Work to complete »
[1] In the article on the protests after Mahsa Amini's death, rewrite the part that opens with the words containing "According to eyewitness" and closes with "on social media.", changing "severely beaten" to "badly beaten".
[2] Resume the article on the protests after Mahsa Amini's death from the point where it stops.
══ Text block
Rojin Shafiei's Nuit Blanche exhibit. (Azad Amin)

Nickie Shobeiry

CBC

On September 16 in Tehran, a 22-year old woman, Mahsa Amini — also known by her Kurdish name Jina Amini — died after being taken into police custody for violating Iranian morality laws. She was accused of wearing her hijab "improperly."

According to eyewitness accounts, Amini was severely beaten by police officers. Her death sparked a series of record-breaking protests in Iran that are still ongoing nearly two months later.

For the Toronto-based Iranian-Canadian artist and filmmaker Hajar Moradi, news of Amini's death and the protests came to her quickly through Farsi-language Twitter. Moved to action, Moradi helped arrange a demonstration at Queen's Park just three days after Amini's death, in solidarity with the Iranian protestors. Moradi was inspired by three videos of Iranian women cutting their hair circulating on social media.

"So many people joined us [in Queen's Park]," Moradi says — estimating a total of around 150 people. "Some people joined us in cutting their hair. It was a very emotional moment; everyone around us started crying."
════
══ Records
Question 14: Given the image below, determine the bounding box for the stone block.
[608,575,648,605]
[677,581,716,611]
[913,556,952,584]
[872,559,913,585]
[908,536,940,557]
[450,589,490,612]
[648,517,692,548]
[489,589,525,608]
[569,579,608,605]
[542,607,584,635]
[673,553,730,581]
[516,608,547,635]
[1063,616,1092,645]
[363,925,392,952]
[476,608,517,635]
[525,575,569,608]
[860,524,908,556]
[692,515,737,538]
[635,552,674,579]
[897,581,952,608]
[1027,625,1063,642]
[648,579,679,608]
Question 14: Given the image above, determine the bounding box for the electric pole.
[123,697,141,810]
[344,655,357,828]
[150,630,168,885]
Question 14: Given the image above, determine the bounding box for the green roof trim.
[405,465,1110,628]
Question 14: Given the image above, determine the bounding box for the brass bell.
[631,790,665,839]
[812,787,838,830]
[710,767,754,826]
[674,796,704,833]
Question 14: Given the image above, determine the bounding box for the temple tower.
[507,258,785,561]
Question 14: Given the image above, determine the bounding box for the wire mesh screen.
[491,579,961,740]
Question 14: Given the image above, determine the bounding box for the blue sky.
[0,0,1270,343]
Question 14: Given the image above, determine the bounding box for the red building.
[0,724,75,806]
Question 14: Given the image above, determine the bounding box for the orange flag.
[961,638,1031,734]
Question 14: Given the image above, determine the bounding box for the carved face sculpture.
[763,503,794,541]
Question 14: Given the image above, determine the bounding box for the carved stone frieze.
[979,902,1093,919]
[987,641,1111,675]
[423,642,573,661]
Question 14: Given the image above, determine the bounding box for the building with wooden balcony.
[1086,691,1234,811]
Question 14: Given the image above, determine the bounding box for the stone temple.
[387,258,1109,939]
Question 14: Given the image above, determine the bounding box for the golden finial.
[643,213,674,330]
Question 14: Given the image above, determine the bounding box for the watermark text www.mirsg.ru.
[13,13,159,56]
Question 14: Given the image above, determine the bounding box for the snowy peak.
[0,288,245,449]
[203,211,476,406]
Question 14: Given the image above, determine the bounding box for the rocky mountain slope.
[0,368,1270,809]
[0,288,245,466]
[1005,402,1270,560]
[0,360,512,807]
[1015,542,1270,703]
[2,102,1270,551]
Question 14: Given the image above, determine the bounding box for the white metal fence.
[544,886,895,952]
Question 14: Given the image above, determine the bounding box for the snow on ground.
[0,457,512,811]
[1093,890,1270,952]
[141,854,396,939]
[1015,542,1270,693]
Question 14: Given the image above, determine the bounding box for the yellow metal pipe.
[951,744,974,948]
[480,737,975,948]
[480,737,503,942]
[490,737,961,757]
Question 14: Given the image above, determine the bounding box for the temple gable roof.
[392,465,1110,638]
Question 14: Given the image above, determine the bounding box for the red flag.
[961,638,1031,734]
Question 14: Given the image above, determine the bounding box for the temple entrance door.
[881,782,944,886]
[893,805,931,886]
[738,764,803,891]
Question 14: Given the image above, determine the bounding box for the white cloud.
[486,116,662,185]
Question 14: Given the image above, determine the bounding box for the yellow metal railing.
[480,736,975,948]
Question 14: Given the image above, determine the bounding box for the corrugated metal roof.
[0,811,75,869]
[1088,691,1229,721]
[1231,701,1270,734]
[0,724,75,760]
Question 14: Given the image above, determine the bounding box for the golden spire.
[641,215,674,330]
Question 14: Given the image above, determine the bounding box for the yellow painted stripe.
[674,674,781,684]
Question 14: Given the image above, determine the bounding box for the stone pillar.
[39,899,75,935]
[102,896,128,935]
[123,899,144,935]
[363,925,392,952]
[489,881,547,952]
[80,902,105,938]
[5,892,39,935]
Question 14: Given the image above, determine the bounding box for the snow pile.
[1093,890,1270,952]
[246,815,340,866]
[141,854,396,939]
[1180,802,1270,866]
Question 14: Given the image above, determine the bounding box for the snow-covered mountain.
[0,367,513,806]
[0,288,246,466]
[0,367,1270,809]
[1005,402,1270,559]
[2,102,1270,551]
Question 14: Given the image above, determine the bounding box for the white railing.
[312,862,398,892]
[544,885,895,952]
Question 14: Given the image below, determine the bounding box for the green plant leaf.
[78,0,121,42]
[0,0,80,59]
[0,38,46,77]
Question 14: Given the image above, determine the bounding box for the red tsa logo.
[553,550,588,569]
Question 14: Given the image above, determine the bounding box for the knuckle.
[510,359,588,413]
════
Task responses »
[1]
According to eyewitness accounts, Amini was badly beaten by police officers. Her death sparked a series of record-breaking protests in Iran that are still ongoing nearly two months later.

For the Toronto-based Iranian-Canadian artist and filmmaker Hajar Moradi, news of Amini's death and the protests came to her quickly through Farsi-language Twitter. Moved to action, Moradi helped arrange a demonstration at Queen's Park just three days after Amini's death, in solidarity with the Iranian protestors. Moradi was inspired by three videos of Iranian women cutting their hair circulating on social media.

[2]
In her art, which includes everything from painting to sculpture to animation, Moradi explores questions of identity, resilience, feminism and gender. For the Queen's Park protest, she designed a poster using the protest slogan "Say Her Name" — a call-and-response chant answered with "Mahsa Amnini" — inviting the community to join her and her friends in cutting their hair in protest against Iran's government and its mandatory hijab laws.

"Artists try to visualize people's demand and turn it into a medium that's relatable to everyone," she says.

For decades, Iranians — especially women, ethnic minorities and the queer community — have had their human rights seriously curtailed under the Iranian government's strict Islamist regime. While there have been cycles of political resistance movements throughout Iran's recent history, the current one is widely considered to be one of the most significant protests in Iran since the founding of the Islamic Republic in 1979 — women-led or otherwise — with thousands pouring into the streets in provinces across Iran, including schoolchildren.

The diaspora has shown up in solidarity; in Berlin, 80,000 Iranians and supporters marched the streets — the largest gathering in history of Iranians against the Islamic Republic of Iran. For many Iranian diaspora artists, showing solidarity through their art is one of the most meaningful ways to feel connected to the protest movement. As an award-winning multidisciplinary artist, Moradi feels obligated to use her work as a voice in the face of injustice. Since Iran's Green Movement protests in 2009, demanding the removal of a former president following a rigged election, Moradi has been politically active through her art.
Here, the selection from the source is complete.